• **What the exercise asks**
Each line of the data below that carries the word "stalk" needs to be copied.

==*==

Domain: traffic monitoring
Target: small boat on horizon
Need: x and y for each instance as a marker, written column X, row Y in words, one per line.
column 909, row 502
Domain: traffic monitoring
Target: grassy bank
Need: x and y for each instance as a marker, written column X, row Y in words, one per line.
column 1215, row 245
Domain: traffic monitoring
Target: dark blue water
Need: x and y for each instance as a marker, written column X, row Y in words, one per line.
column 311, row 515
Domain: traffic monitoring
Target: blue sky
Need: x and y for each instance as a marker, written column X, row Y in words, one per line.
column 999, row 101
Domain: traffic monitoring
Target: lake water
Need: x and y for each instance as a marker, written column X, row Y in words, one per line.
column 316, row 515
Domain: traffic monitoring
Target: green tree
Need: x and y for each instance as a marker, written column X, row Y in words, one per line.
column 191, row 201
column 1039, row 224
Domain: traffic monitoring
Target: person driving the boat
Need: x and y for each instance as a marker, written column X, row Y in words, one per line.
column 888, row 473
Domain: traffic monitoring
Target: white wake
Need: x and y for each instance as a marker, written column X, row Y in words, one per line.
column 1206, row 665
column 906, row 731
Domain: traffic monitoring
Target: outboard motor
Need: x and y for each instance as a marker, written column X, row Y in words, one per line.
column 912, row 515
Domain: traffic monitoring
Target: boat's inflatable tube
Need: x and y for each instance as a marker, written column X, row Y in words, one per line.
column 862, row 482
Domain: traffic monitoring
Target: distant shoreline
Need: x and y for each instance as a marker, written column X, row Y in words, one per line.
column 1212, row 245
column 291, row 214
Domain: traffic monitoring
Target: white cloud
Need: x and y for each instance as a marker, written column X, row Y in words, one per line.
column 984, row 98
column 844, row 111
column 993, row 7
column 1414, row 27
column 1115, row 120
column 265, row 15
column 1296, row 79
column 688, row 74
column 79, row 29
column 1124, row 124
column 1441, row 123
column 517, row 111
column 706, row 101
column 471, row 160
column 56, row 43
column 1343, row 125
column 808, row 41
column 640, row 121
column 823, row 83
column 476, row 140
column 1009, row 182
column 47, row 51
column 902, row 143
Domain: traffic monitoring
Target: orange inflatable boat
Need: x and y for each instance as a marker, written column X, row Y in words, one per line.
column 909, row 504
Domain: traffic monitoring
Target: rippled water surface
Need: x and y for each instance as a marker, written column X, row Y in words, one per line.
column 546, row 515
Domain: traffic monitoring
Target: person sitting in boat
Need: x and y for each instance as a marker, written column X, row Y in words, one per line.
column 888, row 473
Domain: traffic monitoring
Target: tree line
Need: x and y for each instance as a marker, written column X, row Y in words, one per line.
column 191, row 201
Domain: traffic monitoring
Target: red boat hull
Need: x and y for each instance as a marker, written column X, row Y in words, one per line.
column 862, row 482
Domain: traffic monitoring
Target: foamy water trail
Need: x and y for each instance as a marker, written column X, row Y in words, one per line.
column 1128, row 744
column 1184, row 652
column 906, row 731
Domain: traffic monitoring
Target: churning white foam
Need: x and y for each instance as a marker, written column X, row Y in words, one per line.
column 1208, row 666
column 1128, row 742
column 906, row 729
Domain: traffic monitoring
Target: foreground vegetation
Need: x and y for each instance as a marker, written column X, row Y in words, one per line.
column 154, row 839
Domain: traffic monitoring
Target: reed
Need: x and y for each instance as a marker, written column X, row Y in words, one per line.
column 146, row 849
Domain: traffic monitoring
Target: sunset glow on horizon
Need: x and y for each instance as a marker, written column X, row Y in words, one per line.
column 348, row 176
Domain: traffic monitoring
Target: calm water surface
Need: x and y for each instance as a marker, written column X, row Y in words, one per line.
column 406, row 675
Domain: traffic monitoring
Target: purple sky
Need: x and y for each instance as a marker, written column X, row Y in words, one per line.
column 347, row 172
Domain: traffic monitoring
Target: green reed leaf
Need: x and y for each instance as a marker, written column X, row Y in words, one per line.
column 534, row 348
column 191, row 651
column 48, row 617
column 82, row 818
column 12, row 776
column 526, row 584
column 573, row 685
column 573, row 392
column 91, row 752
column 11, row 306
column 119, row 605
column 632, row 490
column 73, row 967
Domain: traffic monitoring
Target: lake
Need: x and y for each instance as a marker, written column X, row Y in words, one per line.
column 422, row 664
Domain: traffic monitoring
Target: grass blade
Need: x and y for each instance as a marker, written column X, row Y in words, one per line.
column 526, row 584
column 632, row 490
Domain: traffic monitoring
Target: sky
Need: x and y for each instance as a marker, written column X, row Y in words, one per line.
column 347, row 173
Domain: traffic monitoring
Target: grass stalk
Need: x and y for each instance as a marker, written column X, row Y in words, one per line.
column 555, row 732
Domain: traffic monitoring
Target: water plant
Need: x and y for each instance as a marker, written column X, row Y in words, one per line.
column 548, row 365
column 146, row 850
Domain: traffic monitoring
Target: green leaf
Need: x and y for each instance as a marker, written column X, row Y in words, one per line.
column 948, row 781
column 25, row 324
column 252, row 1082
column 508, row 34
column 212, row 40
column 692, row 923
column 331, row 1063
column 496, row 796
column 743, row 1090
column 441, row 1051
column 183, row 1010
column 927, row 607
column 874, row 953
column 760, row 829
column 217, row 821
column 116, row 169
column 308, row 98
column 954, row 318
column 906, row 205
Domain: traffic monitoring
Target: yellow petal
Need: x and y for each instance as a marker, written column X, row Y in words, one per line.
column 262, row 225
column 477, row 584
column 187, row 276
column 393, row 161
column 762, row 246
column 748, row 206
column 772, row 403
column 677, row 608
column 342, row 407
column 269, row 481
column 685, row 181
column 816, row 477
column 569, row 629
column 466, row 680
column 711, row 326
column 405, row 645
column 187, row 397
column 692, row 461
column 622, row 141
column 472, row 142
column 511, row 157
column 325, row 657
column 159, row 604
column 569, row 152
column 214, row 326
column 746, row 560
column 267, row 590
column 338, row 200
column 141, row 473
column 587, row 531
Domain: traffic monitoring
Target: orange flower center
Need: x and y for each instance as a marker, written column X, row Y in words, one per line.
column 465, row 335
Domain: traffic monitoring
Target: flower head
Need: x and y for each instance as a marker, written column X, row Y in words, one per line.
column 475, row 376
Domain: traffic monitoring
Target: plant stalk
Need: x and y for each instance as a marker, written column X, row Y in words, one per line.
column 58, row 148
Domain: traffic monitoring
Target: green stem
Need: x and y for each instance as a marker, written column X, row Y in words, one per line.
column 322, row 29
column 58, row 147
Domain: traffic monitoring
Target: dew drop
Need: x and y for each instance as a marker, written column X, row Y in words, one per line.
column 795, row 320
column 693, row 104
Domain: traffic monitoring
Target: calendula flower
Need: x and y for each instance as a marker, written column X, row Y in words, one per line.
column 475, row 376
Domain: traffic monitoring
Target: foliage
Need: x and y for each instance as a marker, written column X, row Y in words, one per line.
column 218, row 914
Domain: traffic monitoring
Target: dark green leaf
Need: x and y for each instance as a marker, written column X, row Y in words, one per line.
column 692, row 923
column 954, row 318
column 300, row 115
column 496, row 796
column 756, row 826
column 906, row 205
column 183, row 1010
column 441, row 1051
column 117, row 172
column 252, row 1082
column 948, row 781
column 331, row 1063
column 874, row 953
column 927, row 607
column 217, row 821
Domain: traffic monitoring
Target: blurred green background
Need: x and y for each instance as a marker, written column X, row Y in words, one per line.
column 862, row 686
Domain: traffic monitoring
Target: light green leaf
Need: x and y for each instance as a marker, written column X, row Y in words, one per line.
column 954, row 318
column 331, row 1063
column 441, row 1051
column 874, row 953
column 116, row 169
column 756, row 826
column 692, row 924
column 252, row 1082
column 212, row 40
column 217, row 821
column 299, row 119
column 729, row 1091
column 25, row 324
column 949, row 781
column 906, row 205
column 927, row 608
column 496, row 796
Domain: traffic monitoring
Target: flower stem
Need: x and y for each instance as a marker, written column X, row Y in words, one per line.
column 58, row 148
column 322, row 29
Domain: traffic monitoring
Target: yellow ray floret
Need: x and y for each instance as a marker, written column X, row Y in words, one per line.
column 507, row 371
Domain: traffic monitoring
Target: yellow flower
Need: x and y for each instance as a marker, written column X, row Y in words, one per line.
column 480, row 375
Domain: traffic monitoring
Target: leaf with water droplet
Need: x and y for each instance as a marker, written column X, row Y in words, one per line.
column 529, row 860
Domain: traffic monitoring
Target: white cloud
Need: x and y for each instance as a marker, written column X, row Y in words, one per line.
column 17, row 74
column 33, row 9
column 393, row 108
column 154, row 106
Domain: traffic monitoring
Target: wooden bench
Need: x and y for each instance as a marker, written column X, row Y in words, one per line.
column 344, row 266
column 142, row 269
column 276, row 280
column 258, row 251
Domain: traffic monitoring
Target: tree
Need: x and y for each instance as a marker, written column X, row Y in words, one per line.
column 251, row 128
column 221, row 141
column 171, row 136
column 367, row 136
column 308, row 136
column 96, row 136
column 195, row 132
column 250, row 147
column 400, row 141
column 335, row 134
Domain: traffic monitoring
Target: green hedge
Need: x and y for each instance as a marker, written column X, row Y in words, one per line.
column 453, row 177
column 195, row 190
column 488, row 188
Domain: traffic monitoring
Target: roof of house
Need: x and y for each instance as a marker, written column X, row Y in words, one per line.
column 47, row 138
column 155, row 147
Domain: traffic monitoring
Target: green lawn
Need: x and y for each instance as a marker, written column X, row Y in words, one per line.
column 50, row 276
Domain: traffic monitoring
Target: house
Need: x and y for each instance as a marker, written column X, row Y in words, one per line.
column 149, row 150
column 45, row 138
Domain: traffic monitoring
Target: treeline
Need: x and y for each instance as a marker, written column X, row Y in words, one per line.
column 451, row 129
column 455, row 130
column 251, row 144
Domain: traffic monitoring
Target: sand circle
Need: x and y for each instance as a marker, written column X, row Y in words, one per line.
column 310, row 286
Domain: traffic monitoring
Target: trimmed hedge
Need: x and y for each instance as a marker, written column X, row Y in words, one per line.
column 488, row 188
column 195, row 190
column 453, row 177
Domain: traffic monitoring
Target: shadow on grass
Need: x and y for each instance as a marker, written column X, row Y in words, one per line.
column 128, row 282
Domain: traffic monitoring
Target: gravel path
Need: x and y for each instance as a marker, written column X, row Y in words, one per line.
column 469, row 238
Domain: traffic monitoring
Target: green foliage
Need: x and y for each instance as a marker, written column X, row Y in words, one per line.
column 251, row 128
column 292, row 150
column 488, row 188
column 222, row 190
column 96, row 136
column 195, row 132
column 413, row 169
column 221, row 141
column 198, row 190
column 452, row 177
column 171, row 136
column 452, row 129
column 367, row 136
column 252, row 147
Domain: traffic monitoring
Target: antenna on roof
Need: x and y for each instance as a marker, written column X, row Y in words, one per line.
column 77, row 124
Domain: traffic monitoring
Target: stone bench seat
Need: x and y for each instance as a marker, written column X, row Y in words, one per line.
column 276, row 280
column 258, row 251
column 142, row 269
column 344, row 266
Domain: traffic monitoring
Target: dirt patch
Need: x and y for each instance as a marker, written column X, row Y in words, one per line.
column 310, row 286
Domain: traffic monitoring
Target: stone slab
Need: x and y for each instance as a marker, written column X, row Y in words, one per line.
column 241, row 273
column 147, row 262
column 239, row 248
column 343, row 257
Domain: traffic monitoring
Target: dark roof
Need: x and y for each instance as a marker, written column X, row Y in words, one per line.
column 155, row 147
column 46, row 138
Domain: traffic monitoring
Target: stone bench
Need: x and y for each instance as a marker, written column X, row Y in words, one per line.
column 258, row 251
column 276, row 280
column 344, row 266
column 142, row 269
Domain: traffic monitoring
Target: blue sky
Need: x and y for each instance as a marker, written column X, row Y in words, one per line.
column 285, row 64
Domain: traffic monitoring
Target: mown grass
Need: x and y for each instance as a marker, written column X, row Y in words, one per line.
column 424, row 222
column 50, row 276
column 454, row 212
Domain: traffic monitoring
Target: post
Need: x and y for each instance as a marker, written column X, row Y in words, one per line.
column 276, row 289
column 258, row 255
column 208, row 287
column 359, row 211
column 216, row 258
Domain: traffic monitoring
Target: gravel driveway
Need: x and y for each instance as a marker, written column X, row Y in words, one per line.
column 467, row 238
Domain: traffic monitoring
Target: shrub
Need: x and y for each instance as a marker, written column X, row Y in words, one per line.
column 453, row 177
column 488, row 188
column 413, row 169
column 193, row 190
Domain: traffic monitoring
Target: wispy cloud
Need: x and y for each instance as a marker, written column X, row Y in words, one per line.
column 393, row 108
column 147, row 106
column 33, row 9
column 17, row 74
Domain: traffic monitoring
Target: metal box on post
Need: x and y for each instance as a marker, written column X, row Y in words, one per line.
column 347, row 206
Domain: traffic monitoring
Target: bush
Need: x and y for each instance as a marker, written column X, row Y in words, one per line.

==*==

• **Answer to this exercise**
Target: grass stalk
Target: plant stalk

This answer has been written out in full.